■ WHAT YOU NEED TO DO
Extract every line of the entries that contains the string "stripe", treating uppercase and lowercase letters as different.

■ Stored data entries
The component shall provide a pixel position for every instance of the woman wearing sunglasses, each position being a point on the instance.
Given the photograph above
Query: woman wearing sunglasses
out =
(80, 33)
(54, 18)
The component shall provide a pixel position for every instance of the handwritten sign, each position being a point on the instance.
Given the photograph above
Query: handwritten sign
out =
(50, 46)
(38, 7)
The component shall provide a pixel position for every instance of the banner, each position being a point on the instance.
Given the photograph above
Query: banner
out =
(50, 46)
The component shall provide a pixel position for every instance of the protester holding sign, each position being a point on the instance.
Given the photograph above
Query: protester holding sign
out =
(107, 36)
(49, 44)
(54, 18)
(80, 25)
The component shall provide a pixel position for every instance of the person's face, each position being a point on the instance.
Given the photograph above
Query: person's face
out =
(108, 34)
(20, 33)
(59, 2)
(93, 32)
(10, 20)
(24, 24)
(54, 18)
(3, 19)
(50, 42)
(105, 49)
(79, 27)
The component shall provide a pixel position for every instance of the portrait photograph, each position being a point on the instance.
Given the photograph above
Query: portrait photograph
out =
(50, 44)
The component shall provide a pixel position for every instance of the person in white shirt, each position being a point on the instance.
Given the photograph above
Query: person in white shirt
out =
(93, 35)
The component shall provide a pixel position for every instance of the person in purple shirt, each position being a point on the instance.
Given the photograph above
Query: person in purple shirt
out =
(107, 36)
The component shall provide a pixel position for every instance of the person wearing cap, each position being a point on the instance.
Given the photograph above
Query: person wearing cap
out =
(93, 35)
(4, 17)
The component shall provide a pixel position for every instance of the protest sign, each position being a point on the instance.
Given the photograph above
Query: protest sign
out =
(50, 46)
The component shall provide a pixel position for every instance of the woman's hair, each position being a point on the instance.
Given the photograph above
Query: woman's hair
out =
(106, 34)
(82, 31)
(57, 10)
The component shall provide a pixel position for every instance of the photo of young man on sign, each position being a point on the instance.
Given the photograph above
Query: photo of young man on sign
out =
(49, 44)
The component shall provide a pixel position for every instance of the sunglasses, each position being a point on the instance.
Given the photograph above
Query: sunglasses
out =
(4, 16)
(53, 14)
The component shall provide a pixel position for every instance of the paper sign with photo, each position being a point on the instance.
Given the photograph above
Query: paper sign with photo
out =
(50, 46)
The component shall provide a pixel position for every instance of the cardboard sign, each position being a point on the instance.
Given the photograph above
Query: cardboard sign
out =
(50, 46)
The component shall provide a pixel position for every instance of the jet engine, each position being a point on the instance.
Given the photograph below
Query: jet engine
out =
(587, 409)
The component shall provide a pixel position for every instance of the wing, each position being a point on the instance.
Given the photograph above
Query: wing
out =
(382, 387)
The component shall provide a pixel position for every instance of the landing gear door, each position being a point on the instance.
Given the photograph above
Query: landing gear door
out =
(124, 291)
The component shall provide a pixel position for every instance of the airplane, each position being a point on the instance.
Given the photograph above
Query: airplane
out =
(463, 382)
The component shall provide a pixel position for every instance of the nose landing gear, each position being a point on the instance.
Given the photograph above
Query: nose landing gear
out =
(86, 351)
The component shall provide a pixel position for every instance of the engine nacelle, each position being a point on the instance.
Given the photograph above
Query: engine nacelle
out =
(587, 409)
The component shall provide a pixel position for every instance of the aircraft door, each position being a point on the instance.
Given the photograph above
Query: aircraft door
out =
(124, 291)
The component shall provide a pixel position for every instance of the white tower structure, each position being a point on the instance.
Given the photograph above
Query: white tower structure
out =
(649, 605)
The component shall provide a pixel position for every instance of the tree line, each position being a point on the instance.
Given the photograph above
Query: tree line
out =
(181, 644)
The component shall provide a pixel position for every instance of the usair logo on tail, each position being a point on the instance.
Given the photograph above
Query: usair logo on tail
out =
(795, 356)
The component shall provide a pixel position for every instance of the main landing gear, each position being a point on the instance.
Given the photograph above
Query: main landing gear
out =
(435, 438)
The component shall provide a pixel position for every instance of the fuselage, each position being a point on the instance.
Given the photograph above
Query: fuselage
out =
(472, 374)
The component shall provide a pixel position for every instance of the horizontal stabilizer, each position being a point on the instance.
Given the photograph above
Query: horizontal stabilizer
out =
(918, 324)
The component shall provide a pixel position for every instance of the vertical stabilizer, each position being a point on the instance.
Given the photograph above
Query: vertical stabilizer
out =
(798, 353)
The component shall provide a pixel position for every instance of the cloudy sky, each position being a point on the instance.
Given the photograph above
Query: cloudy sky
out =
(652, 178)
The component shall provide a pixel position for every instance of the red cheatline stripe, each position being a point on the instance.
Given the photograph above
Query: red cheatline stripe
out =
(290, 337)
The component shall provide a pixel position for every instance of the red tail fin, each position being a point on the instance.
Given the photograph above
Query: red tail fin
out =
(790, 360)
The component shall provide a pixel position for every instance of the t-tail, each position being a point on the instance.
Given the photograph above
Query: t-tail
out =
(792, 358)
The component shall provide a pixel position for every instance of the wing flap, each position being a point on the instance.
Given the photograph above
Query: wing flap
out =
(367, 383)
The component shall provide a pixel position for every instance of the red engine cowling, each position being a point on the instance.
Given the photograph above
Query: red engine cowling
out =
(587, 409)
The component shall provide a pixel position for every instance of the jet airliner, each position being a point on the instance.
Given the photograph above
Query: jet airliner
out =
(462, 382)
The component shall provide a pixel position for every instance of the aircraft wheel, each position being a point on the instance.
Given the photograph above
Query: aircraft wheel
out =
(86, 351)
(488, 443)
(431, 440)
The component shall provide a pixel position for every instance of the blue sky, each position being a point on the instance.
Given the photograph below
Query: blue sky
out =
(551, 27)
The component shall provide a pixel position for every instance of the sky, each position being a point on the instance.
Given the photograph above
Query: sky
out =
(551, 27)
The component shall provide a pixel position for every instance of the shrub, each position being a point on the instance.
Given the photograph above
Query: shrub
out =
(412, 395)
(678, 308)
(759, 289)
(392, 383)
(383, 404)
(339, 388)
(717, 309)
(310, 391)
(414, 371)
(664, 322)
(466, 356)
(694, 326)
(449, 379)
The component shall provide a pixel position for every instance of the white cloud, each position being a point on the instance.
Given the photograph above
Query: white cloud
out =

==

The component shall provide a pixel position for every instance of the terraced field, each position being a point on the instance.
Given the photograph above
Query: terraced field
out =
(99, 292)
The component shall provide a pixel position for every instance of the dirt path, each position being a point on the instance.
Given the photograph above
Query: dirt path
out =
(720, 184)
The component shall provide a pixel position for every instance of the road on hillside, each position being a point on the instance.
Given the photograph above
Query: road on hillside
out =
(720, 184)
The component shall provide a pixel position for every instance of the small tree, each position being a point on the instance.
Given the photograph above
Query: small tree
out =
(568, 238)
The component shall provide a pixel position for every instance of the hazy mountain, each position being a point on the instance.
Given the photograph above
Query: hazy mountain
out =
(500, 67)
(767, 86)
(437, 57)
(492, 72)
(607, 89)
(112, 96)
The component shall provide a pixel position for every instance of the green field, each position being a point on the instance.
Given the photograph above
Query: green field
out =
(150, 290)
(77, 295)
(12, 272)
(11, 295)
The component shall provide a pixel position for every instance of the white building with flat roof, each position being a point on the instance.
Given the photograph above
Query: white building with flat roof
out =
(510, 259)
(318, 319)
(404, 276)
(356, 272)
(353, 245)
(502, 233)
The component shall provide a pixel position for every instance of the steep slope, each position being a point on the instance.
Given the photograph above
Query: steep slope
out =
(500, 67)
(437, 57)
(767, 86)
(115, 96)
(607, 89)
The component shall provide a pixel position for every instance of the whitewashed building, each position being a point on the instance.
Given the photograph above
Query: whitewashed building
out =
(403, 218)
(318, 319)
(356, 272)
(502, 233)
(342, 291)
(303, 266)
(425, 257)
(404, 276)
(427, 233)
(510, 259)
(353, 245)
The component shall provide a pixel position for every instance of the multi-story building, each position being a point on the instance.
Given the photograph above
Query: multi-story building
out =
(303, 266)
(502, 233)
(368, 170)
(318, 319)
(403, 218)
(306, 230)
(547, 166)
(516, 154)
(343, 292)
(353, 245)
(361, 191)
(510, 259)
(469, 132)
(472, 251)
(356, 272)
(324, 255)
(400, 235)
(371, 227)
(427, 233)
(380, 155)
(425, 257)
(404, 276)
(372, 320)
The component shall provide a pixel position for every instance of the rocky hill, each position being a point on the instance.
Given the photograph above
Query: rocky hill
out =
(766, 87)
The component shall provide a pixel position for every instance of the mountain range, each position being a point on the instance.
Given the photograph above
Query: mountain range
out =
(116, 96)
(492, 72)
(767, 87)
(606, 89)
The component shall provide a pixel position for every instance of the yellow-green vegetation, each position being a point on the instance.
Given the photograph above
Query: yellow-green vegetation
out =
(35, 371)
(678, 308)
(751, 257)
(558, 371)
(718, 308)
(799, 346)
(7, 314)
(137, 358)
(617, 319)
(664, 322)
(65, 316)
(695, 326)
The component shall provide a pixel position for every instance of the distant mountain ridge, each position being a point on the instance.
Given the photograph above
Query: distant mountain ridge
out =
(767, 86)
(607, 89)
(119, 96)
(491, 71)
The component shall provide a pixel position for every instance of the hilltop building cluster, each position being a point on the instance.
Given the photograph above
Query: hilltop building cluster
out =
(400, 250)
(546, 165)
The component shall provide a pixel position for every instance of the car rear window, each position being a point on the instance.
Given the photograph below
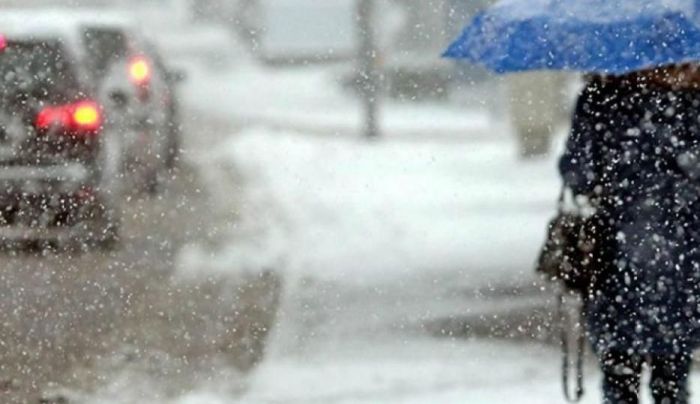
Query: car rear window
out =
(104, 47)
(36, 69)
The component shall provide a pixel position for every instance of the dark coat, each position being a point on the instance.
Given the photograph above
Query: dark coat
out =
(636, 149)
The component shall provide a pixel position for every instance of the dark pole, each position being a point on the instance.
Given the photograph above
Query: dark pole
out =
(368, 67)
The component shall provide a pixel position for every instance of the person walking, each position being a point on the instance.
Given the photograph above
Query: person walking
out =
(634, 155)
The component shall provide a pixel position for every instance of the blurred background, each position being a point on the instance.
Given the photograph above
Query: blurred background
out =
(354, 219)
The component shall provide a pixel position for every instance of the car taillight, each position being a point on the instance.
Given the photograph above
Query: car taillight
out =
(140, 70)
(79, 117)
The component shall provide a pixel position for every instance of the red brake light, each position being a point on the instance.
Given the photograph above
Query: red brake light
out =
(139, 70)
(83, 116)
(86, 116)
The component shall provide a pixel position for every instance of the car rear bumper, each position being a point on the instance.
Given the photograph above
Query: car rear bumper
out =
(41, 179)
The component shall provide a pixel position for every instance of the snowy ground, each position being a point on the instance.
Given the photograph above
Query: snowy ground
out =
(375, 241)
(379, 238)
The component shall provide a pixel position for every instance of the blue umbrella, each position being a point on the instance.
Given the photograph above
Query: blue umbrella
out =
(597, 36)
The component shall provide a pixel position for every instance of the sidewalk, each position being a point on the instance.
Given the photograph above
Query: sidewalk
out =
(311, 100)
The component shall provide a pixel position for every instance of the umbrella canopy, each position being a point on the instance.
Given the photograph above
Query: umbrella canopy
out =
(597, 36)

...

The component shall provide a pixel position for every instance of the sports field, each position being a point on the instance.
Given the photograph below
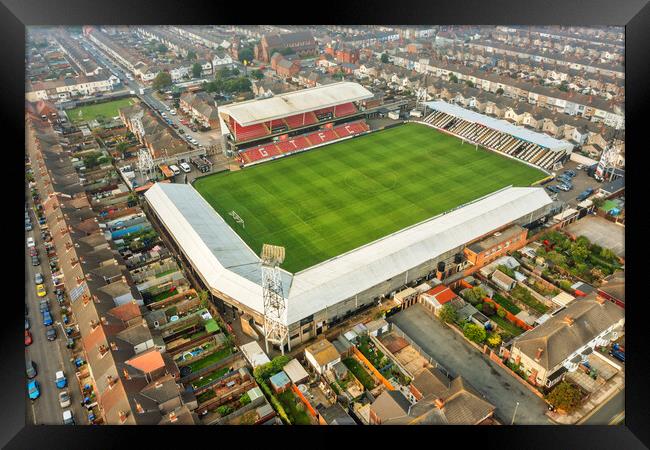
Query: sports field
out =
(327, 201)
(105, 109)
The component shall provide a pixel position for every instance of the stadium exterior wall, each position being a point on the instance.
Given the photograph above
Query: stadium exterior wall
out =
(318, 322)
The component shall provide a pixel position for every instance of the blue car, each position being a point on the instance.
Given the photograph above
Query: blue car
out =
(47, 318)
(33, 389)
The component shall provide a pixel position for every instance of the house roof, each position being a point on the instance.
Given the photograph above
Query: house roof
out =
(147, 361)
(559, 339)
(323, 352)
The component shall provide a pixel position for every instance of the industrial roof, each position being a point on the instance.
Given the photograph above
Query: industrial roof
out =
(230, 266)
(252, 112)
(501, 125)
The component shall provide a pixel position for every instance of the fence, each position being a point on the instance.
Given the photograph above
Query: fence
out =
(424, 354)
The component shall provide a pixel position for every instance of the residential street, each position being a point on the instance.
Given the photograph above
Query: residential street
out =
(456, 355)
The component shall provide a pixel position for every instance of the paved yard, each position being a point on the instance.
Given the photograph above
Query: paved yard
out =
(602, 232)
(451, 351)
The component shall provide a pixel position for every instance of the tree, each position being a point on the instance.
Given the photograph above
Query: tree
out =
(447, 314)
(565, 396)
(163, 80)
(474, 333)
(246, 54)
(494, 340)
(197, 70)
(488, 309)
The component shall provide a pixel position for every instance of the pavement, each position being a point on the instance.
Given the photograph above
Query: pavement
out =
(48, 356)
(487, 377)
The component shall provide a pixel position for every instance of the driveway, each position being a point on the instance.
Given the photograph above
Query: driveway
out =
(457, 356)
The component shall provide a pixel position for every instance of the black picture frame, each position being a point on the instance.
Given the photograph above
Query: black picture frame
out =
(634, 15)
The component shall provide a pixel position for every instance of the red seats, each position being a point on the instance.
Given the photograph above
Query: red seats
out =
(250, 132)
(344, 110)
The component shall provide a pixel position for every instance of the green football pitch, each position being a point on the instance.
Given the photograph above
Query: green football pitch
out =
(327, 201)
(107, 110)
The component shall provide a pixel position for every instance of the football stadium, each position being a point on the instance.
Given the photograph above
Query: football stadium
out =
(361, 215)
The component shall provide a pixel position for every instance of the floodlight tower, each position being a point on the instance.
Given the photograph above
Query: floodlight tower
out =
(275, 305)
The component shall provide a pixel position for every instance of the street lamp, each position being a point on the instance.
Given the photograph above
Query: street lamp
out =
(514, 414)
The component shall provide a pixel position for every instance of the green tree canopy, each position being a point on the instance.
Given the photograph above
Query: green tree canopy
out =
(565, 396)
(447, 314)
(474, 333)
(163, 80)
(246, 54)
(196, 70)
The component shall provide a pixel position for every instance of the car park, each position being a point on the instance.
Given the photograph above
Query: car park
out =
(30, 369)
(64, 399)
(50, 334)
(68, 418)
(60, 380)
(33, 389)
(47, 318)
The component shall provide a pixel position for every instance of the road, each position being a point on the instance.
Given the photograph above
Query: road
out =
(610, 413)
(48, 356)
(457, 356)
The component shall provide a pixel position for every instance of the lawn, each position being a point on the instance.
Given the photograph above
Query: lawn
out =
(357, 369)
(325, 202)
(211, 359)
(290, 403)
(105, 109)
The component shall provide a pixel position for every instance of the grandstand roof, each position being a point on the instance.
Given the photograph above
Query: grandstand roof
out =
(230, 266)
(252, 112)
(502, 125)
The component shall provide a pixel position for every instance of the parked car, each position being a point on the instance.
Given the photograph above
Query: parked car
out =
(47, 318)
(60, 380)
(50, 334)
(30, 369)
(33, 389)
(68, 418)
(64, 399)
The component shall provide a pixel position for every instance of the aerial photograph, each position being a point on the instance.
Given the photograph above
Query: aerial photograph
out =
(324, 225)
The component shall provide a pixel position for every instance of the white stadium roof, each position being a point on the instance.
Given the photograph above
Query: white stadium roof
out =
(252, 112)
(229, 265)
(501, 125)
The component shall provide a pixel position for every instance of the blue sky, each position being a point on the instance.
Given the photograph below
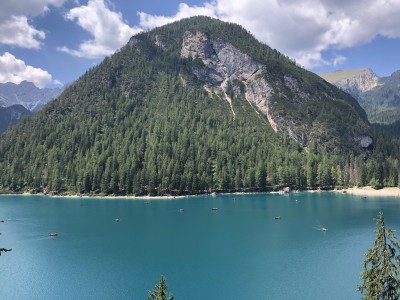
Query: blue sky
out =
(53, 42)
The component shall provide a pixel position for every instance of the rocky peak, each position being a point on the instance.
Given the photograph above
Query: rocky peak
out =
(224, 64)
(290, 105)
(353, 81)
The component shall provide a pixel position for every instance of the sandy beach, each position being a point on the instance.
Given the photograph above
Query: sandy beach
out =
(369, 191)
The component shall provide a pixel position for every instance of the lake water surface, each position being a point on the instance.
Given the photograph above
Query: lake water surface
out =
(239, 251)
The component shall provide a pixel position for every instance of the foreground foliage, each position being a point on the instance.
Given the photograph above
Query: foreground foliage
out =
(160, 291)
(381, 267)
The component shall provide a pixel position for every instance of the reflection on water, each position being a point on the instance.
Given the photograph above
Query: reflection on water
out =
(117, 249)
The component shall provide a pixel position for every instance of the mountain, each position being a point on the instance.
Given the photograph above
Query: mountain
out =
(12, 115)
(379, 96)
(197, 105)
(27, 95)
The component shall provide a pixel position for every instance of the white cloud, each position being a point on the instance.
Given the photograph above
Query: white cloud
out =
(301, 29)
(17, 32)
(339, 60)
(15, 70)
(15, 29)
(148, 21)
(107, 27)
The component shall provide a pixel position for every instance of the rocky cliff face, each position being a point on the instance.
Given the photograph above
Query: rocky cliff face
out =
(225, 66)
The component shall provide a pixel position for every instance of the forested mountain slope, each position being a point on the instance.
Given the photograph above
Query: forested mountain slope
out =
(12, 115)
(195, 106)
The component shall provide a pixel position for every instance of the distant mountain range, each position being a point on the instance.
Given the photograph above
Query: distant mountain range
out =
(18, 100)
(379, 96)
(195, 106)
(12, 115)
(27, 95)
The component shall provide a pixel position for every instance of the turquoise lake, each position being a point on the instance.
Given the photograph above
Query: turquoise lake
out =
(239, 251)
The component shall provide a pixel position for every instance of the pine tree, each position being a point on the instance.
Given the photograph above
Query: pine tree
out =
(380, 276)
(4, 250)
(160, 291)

■ CORRECT RESPONSE
The component shall provide a pixel position for every instance of the red cheatline stripe, each position being a point on the instance.
Query: red cheatline stripe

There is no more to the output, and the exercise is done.